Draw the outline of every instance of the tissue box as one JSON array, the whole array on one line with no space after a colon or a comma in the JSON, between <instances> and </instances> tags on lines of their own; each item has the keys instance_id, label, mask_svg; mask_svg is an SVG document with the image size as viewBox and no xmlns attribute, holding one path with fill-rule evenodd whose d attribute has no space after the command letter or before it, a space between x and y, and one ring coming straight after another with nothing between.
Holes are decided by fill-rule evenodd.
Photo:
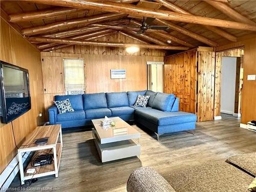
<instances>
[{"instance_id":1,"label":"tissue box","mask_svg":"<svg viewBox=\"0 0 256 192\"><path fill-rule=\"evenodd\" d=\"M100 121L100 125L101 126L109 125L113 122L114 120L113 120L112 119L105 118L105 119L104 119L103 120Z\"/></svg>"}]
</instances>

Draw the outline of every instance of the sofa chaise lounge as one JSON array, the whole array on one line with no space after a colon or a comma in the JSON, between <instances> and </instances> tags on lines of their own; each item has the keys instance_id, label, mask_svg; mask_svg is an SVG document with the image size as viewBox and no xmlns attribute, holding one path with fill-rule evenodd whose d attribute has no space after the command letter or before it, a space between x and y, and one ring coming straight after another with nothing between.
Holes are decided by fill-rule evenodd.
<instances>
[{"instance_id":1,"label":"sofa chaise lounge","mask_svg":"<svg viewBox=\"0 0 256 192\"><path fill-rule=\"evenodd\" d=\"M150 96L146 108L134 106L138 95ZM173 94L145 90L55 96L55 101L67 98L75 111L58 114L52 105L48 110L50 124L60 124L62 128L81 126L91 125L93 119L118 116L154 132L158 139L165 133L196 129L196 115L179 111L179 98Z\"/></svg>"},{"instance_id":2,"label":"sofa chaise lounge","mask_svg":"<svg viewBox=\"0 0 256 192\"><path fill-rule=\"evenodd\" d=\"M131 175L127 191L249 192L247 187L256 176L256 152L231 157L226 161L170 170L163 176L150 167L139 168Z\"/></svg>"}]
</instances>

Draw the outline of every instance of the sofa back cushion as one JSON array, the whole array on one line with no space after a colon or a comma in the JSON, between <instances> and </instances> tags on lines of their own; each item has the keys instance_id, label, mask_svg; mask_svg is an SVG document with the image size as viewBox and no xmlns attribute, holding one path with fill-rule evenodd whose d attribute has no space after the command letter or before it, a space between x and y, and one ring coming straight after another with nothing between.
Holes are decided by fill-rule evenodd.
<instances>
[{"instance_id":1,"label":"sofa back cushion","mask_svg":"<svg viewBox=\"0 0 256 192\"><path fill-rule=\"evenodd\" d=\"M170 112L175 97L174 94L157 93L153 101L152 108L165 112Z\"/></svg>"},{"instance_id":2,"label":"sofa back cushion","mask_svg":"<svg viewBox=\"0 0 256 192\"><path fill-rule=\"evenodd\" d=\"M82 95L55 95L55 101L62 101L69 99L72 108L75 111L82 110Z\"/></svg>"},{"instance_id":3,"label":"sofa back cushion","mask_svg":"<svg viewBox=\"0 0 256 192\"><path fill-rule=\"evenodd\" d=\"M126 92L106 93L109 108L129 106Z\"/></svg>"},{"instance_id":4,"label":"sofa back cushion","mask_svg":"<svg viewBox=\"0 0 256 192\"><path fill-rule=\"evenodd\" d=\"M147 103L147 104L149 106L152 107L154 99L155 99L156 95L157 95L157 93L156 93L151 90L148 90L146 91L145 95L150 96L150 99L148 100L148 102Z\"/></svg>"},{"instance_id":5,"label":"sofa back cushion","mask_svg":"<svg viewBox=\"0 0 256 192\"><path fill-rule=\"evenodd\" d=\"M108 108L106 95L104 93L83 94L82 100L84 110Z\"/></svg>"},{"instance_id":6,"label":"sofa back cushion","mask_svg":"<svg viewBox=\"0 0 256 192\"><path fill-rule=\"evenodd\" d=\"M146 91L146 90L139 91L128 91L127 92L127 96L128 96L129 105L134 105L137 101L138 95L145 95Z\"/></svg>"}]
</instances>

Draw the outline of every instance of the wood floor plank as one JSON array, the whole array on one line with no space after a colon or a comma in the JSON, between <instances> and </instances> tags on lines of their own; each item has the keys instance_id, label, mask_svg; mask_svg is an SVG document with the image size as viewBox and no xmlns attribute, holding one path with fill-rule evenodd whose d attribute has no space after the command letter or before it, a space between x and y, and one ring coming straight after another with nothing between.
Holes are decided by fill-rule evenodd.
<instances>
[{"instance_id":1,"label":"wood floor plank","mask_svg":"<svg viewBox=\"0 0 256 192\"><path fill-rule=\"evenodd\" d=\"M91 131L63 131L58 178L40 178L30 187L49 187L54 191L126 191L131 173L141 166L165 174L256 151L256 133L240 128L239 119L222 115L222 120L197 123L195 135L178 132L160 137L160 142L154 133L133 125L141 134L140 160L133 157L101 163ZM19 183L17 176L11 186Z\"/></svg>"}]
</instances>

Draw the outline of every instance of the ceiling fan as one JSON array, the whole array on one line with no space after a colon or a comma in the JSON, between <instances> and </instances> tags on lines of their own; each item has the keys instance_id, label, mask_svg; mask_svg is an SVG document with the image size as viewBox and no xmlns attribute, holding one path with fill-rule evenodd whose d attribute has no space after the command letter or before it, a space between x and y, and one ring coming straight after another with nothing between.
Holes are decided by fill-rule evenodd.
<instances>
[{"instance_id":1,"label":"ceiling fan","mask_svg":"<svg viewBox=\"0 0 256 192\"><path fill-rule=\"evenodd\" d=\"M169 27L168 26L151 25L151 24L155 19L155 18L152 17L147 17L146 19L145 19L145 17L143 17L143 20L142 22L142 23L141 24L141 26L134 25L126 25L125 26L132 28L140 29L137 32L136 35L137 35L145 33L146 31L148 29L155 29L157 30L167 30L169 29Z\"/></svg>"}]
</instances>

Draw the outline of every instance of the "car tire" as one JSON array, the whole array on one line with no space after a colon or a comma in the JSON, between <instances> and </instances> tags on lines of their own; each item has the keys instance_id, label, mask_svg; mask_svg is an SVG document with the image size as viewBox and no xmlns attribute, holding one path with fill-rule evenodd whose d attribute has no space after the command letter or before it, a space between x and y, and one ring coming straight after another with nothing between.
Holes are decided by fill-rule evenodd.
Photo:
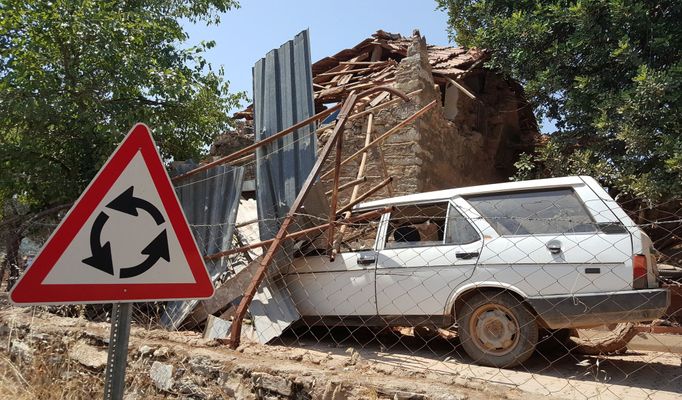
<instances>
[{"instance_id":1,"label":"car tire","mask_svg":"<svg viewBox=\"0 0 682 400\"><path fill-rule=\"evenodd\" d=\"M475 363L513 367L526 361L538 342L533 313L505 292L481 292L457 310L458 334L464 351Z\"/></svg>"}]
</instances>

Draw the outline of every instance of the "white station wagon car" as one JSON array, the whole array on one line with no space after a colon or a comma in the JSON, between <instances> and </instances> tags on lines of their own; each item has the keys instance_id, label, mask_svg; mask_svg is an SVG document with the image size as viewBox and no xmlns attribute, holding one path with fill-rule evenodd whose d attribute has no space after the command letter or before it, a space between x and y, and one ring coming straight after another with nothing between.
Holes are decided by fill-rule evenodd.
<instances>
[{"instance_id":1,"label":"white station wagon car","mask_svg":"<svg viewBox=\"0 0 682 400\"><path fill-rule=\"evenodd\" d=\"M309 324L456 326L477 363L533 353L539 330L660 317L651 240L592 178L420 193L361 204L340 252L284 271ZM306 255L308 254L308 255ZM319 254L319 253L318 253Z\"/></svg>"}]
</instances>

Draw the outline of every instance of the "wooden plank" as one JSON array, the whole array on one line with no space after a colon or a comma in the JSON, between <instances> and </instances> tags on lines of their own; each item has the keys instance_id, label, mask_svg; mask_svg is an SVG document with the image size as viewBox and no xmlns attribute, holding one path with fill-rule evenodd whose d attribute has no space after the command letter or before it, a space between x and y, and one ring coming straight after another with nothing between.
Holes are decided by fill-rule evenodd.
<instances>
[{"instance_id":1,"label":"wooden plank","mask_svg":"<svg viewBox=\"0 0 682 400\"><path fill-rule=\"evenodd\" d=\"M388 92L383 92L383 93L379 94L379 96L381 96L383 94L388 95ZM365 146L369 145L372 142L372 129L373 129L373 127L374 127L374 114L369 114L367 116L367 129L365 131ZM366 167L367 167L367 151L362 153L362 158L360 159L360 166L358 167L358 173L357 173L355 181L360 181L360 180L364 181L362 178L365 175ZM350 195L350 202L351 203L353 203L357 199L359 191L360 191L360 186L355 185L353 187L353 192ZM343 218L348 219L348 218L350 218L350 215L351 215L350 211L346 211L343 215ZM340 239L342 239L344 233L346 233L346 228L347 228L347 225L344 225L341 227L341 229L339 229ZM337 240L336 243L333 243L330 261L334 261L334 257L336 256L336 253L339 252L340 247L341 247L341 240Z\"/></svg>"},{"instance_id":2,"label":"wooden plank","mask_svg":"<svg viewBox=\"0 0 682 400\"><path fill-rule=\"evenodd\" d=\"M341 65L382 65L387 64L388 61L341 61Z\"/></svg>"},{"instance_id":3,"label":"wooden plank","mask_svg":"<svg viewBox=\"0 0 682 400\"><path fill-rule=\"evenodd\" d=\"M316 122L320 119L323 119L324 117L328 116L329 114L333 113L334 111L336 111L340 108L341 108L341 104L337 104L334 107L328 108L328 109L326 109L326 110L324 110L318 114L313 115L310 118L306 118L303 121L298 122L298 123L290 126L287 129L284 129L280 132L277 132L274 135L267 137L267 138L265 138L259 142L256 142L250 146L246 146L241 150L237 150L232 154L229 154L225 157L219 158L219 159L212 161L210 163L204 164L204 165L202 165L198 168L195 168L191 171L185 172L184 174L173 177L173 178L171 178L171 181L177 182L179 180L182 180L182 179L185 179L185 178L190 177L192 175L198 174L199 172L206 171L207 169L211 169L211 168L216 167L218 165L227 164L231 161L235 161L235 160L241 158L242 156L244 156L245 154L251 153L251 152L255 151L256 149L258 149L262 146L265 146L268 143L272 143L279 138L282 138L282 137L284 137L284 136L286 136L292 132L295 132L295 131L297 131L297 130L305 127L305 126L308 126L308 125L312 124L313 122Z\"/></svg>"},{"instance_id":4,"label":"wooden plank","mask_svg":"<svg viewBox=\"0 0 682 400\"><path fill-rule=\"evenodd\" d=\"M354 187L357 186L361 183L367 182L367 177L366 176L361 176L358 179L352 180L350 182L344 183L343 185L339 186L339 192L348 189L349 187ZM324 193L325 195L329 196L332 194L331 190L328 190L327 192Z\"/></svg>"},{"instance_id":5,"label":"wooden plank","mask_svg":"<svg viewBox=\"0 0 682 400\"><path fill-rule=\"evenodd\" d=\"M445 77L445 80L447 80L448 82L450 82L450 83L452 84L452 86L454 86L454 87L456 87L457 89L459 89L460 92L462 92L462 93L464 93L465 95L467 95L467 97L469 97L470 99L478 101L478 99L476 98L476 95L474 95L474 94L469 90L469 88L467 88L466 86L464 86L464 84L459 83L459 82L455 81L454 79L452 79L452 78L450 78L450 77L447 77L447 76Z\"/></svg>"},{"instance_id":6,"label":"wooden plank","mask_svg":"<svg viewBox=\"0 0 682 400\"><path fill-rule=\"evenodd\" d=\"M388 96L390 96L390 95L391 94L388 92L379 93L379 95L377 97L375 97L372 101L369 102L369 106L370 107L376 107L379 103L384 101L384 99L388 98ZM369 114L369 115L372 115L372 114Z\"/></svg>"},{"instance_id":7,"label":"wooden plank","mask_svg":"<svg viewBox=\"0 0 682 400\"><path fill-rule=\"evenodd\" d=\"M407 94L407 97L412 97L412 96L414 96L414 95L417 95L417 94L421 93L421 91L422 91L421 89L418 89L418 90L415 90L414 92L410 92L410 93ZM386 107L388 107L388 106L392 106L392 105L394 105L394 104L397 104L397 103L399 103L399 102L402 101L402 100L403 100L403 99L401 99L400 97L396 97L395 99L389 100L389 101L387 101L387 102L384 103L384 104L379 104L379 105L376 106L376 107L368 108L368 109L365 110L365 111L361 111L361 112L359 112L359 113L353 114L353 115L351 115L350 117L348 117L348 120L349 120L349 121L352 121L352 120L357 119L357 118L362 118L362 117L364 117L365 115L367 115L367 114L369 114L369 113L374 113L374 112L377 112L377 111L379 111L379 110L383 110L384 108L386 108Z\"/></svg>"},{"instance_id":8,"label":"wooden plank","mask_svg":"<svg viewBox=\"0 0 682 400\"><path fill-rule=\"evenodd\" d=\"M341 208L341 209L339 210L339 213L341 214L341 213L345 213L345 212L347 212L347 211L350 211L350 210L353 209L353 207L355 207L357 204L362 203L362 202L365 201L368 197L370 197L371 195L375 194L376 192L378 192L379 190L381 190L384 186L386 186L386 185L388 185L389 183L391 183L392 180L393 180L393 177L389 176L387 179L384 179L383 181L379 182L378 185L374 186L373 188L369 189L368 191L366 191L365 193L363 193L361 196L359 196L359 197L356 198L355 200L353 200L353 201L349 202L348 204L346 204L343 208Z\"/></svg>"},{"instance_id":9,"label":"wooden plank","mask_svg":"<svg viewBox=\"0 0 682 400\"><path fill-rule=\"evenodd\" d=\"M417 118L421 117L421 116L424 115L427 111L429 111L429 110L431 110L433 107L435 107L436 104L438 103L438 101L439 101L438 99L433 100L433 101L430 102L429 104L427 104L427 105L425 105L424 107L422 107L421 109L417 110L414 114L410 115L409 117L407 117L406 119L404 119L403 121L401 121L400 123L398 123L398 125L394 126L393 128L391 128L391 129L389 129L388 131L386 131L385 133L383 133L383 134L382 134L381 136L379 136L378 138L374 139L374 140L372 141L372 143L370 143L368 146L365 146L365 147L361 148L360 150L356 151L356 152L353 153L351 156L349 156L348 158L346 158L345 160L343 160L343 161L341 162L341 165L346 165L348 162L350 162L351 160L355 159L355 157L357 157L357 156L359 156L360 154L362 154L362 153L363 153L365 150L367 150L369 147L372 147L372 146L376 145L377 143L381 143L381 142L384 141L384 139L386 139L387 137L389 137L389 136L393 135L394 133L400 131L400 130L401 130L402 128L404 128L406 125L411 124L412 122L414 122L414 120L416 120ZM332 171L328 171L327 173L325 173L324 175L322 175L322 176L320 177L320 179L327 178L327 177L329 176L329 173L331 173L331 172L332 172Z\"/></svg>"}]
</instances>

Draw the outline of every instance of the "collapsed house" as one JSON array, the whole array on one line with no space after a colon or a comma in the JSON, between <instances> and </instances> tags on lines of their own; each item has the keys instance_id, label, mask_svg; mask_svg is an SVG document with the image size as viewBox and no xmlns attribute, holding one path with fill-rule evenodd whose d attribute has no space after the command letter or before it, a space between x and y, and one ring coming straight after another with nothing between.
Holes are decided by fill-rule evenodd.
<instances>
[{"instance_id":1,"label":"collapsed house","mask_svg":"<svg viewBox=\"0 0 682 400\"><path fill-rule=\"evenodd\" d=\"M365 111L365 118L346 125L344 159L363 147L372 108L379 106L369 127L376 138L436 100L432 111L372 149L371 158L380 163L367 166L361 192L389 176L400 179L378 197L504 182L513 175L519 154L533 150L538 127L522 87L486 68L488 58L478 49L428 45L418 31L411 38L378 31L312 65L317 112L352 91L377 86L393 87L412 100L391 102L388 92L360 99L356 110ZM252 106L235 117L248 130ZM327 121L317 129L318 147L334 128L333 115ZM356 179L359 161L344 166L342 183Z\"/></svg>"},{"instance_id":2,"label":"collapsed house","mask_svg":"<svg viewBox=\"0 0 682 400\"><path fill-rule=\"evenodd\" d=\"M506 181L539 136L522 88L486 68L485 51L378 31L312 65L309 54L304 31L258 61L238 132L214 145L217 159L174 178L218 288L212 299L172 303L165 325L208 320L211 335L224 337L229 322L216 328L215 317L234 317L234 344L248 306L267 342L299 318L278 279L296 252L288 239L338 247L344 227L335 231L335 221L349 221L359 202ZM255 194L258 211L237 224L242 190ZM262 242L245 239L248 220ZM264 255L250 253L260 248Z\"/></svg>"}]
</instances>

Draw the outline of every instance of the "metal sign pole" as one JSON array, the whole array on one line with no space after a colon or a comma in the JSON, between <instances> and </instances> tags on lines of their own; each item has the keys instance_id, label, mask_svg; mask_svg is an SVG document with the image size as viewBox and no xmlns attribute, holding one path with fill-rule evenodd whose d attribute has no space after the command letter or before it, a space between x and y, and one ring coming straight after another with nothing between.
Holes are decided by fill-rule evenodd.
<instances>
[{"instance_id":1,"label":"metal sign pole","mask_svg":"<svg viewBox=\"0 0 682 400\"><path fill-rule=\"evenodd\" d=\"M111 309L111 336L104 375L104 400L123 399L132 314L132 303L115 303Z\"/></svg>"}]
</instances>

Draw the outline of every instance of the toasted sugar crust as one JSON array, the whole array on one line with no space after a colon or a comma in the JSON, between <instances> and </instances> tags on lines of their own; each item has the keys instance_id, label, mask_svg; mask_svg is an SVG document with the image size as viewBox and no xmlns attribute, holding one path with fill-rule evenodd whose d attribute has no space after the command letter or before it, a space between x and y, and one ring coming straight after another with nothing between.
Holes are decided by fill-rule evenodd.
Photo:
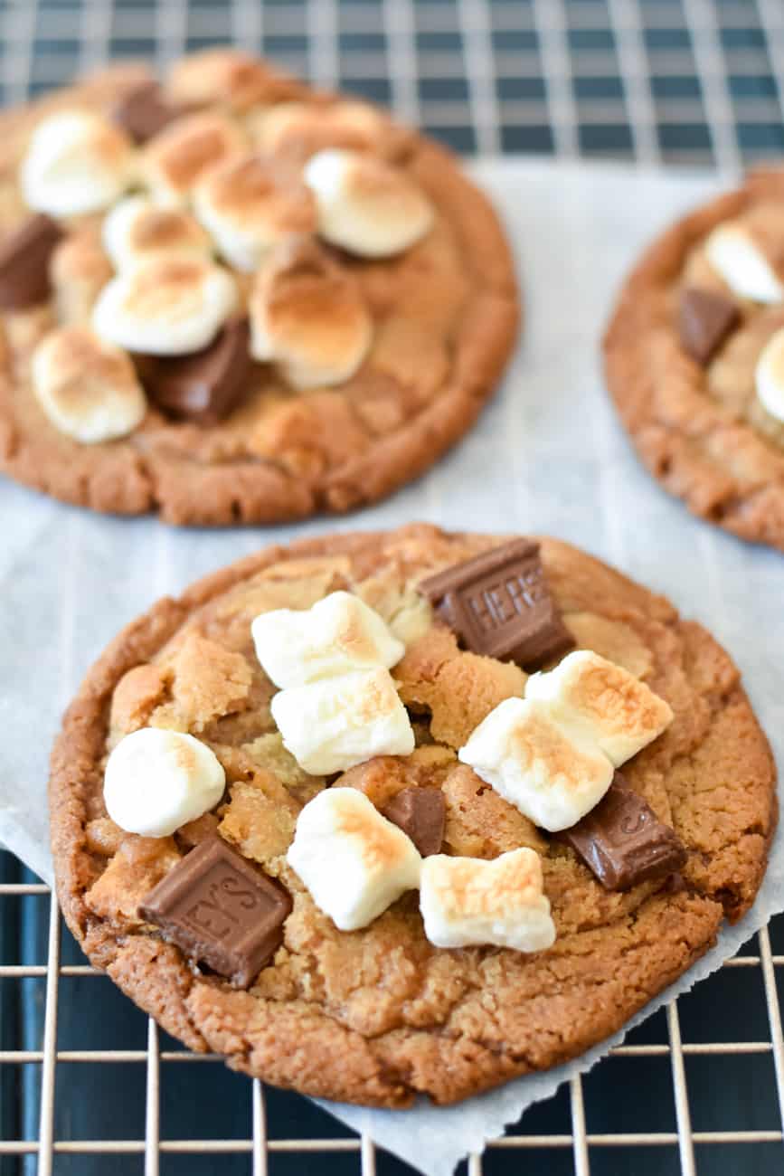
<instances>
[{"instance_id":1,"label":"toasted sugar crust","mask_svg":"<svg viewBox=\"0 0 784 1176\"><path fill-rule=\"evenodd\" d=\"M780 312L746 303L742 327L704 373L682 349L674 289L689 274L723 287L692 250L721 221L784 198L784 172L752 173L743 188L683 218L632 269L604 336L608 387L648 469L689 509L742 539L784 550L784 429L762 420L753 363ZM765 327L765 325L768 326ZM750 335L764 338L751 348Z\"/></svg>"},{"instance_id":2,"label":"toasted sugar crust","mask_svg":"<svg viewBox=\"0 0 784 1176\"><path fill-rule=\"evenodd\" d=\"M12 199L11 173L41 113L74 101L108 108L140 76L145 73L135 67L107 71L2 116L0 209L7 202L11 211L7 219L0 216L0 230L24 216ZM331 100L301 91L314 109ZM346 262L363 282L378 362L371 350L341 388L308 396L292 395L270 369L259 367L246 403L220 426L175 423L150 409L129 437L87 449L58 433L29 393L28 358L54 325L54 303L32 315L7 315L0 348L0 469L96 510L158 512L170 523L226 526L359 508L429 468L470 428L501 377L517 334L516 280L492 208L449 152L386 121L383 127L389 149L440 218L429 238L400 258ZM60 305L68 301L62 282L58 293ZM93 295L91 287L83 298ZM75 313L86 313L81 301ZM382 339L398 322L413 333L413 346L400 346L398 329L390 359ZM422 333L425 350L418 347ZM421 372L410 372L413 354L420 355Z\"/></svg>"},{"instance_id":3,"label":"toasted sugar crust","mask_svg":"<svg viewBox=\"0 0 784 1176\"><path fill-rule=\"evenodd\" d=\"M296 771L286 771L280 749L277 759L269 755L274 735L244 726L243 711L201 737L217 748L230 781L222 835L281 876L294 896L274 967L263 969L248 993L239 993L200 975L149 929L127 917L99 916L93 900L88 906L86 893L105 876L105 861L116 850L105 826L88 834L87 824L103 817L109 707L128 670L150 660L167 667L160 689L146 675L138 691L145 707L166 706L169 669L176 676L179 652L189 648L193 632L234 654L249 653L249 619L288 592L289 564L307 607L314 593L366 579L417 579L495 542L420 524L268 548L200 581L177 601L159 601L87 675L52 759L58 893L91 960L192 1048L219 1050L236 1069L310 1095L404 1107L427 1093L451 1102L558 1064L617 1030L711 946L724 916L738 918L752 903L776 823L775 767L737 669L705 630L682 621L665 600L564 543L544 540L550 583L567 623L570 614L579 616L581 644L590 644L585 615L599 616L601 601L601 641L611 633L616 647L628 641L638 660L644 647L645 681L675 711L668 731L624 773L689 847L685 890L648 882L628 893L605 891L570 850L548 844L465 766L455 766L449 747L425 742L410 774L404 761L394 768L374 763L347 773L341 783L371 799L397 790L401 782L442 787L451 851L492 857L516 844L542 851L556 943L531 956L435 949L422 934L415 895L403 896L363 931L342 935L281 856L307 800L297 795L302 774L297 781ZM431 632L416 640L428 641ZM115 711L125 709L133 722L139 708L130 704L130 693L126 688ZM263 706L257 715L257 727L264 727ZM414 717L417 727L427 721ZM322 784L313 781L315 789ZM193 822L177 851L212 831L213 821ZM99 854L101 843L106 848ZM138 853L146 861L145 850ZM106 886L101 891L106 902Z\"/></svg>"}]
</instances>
· · · ·
» PROBLEM TO SOLVE
Find every line in the rows above that contains the string "station", matching case exactly, and copy each of those lines.

» TASK RESULT
Draw the outline of every instance of the "white station wagon car" as one JSON array, the whole array on one line with no space after a colon or a comma in the JSON, between <instances> and </instances> tags on lines of their own; each item has the keys instance_id, label, mask_svg; mask_svg is an SVG document with the image size as viewBox and no xmlns attribute, holding one path with fill-rule evenodd whose d attribute has no space after the command letter or before it, a space between x and y, and one ring coming straight after another with nothing between.
[{"instance_id":1,"label":"white station wagon car","mask_svg":"<svg viewBox=\"0 0 682 400\"><path fill-rule=\"evenodd\" d=\"M309 324L456 326L477 363L533 353L539 330L660 317L651 240L592 178L420 193L361 204L340 252L284 271ZM306 255L308 254L308 255ZM319 254L319 253L318 253Z\"/></svg>"}]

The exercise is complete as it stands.